[Start Available records]

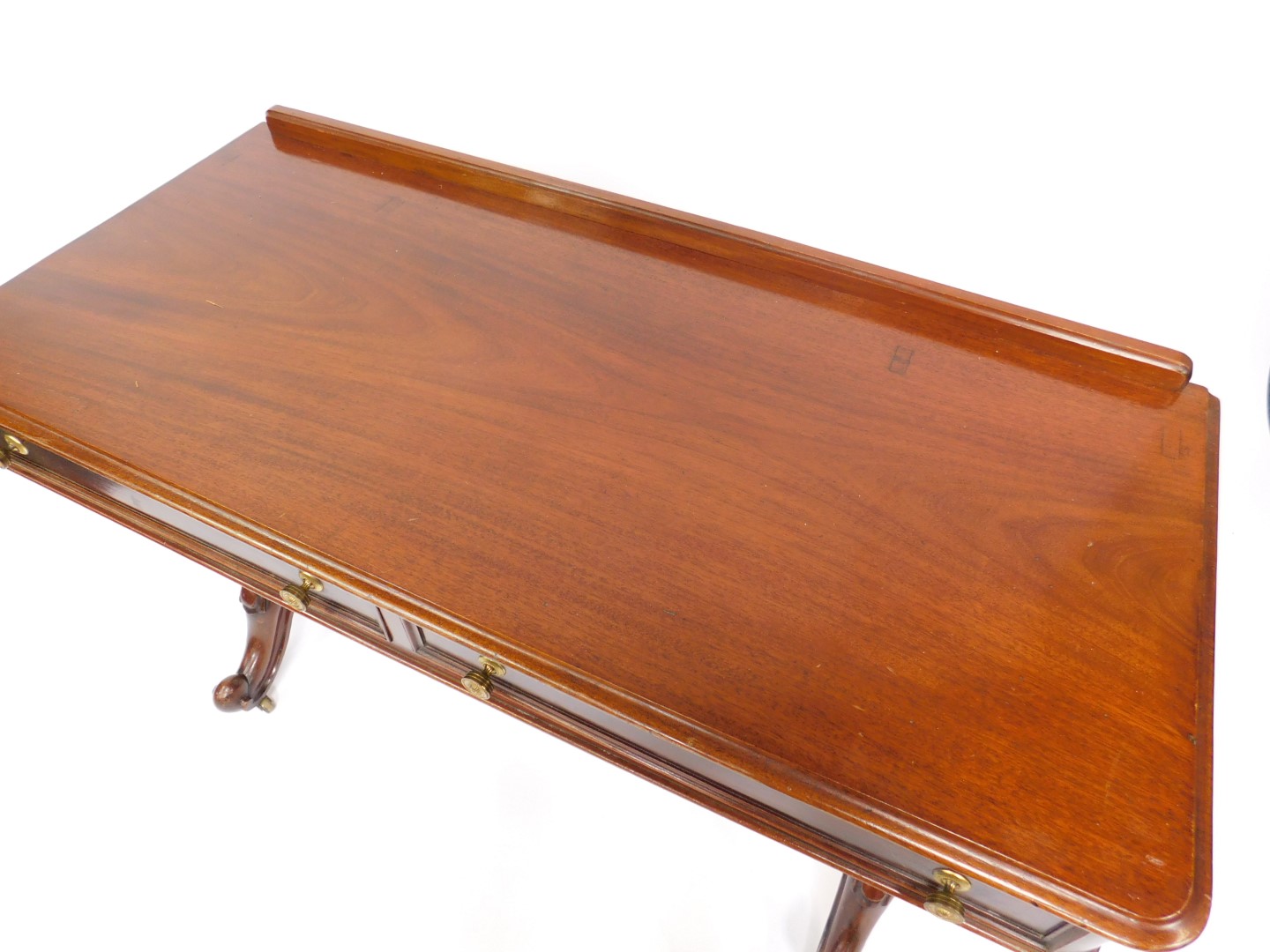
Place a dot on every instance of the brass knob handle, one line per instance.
(296, 597)
(11, 449)
(945, 903)
(482, 683)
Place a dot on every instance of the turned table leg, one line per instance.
(856, 909)
(267, 628)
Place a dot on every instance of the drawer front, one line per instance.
(217, 550)
(1007, 919)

[End Available records]

What is being asked ▸ Can you write out the records again, replacing "Place a dot" with "Mark a point" everywhere and changing nothing else? Omit the pictures.

In response ▸
Mark a point on every instance of the brass knob handle, one line per instance.
(296, 597)
(11, 449)
(945, 903)
(482, 683)
Mark a point on every instance of the turned table leg, one line per instance.
(856, 909)
(267, 628)
Mark a point on every instance of the drawer front, one line per instance.
(217, 550)
(1007, 919)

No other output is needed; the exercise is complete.